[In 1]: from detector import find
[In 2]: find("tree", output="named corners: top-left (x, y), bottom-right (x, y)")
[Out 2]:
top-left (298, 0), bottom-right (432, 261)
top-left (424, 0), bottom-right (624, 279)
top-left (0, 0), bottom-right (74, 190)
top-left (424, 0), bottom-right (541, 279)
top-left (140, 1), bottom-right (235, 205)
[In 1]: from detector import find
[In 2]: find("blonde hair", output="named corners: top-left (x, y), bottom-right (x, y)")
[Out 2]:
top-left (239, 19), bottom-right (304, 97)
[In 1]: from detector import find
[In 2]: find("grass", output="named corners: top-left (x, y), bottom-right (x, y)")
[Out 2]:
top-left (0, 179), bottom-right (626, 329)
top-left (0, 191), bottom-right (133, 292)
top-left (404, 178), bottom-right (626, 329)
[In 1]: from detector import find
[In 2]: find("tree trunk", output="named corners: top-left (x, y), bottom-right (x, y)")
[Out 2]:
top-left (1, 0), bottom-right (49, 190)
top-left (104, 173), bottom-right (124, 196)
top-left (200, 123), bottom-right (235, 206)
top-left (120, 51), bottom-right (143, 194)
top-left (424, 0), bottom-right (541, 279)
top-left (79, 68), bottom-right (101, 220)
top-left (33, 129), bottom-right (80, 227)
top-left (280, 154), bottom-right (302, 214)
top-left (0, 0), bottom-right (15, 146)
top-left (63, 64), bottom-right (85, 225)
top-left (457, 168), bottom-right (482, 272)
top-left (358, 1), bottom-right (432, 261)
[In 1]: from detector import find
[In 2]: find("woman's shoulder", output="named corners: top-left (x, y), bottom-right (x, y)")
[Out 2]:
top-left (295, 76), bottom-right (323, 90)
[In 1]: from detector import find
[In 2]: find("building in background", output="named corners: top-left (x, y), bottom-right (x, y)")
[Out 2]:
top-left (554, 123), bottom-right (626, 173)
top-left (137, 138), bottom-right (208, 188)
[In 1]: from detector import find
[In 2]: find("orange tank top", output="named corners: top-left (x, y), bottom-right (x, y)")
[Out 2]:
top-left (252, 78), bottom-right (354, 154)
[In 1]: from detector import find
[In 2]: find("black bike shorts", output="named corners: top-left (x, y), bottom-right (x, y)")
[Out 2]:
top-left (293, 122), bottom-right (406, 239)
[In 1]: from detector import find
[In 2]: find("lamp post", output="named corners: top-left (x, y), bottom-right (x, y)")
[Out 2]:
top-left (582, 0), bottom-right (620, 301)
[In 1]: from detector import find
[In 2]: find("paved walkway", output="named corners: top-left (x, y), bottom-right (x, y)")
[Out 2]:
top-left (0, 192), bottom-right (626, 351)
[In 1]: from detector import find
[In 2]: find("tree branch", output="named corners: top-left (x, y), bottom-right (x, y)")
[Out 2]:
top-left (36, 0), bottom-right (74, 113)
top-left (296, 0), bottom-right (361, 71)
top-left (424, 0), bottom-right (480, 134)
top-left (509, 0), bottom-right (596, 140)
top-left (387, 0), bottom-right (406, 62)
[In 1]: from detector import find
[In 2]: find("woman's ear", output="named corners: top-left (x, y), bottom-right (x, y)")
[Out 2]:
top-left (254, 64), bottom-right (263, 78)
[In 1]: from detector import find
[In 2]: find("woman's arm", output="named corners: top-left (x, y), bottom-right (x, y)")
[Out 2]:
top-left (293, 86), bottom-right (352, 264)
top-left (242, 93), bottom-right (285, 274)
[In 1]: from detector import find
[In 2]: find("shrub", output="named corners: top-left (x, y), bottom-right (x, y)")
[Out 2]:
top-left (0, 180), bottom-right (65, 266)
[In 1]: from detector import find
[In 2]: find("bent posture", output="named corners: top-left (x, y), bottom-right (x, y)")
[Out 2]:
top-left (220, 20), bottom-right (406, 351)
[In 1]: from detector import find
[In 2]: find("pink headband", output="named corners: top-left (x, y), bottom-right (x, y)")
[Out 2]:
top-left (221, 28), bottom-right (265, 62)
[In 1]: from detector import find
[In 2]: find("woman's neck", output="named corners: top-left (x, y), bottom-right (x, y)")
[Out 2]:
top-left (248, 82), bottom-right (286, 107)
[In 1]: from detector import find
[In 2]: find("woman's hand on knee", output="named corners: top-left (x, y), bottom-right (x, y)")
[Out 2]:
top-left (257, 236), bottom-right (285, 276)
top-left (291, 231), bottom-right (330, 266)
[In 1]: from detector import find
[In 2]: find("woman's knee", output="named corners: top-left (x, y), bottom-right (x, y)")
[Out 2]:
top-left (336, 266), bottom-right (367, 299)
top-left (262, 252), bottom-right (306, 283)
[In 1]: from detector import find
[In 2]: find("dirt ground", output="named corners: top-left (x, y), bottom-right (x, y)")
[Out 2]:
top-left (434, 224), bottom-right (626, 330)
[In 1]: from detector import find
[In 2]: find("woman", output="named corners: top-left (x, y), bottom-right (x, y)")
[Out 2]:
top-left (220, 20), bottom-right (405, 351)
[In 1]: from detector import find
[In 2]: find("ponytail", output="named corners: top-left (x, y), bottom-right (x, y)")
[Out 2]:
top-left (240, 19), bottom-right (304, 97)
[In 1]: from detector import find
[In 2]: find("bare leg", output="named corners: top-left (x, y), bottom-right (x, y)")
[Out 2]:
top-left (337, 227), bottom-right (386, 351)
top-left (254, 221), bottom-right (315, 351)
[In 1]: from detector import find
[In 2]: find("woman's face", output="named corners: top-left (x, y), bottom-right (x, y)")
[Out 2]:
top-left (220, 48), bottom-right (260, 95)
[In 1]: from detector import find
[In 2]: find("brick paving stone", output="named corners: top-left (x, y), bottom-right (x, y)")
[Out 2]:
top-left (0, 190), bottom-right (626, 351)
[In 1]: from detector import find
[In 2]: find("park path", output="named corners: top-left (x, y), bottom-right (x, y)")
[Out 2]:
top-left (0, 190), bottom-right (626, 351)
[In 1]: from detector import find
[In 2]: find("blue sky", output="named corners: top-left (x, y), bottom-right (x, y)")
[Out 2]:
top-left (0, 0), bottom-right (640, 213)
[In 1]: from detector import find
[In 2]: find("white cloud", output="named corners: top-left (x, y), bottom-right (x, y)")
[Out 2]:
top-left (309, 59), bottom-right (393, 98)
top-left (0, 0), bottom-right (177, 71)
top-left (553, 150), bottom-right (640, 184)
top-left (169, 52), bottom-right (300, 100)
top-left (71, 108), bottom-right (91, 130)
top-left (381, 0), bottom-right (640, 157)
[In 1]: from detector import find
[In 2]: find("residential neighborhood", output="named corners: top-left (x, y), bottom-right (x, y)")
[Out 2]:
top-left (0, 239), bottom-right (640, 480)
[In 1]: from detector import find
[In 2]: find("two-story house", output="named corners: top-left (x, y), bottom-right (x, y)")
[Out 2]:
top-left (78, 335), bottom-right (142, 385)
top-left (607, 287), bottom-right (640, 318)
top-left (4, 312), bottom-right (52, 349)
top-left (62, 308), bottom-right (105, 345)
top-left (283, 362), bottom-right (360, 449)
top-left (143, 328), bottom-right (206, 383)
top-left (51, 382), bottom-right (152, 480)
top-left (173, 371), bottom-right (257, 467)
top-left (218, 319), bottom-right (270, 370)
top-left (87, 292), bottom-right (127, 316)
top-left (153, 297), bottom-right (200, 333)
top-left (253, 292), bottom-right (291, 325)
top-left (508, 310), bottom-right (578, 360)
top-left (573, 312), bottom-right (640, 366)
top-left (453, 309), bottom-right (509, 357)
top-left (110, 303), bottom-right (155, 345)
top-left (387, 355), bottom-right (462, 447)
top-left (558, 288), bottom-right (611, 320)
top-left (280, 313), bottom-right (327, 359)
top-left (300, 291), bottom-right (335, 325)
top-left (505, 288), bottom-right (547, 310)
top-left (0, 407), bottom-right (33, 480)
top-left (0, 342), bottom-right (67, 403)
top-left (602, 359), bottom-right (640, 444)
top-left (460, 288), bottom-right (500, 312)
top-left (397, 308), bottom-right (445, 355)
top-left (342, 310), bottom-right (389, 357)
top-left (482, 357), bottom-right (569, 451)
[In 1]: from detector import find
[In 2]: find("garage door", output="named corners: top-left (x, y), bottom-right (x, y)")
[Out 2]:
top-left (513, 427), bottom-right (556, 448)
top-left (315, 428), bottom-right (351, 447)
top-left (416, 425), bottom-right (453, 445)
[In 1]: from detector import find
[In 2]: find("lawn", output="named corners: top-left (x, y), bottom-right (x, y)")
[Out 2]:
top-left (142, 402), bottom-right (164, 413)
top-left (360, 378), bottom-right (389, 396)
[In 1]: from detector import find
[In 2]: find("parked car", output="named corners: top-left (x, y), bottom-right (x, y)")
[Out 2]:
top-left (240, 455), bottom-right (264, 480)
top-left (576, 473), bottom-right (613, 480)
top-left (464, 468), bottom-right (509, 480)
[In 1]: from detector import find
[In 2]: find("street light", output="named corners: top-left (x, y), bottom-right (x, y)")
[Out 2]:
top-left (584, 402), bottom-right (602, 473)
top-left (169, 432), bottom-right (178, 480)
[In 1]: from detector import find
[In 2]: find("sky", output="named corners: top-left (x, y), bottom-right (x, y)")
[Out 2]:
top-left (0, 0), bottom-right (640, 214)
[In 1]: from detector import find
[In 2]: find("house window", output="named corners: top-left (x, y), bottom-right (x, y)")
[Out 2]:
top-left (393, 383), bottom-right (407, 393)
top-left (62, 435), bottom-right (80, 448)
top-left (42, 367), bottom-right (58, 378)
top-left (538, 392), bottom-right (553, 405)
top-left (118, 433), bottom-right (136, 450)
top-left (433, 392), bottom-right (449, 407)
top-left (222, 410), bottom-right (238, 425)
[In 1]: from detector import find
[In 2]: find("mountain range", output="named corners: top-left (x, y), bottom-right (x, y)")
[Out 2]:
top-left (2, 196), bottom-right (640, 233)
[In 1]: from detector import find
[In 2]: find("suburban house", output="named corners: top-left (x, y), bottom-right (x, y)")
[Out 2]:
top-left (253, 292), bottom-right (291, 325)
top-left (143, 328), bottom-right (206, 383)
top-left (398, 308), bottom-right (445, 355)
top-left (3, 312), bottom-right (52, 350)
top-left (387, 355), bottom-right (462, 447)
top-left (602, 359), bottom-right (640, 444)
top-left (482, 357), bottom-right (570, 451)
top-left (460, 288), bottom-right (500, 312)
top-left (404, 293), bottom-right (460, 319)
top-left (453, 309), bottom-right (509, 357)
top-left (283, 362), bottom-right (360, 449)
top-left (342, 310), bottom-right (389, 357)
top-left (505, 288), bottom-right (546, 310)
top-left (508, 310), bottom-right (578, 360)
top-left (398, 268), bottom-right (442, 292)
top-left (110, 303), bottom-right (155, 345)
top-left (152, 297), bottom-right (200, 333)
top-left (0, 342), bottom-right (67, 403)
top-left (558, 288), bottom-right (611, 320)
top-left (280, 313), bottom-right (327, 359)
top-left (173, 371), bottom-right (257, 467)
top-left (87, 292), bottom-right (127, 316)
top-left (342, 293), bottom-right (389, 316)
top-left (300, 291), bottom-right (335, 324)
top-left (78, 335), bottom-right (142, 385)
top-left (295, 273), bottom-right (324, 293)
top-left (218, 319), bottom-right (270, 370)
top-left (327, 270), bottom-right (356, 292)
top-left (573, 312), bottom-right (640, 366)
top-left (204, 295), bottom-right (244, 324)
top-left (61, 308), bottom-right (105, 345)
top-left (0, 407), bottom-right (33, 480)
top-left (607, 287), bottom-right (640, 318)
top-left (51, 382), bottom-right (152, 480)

* **What the task requires**:
Rewrite the records from their first line through the line containing "top-left (0, 0), bottom-right (74, 190)" as a JSON list of strings, with one string per line and no blank lines.

* **The response**:
[
  "[In 1]: from detector import find",
  "[In 2]: find(\"tree\", output=\"named corners: top-left (x, y), bottom-right (x, y)\")",
  "[Out 2]:",
  "top-left (298, 0), bottom-right (432, 261)",
  "top-left (424, 0), bottom-right (624, 279)",
  "top-left (0, 0), bottom-right (74, 190)"
]